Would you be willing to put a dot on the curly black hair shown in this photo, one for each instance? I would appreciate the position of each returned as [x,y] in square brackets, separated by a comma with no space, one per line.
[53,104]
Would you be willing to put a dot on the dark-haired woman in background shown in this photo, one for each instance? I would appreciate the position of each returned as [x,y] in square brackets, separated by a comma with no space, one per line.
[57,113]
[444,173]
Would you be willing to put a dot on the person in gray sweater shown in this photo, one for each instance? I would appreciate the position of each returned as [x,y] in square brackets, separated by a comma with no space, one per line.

──────────────────────────────

* Exercise details *
Your task is to reproduce all of the records exactly.

* Written answer *
Would you be willing to put a dot on the curly black hair shown in this photo, one for each instance? I would appreciate the position of each returned as [x,y] in square brackets, separated by a comma with no space, one per line.
[53,104]
Would you be willing to put a dot on the dark-haired woman in background shown in this photo, one for each instance? I would appreciate the position of each returned as [x,y] in square brackets, separated by a comma with no space, one per line.
[57,113]
[444,173]
Would you be willing to put a dot on the person in gray sweater shown in this photo, one for each instance? I would appreciate the position of each returned as [x,y] in square brackets, separated by a comma with no space, one per line.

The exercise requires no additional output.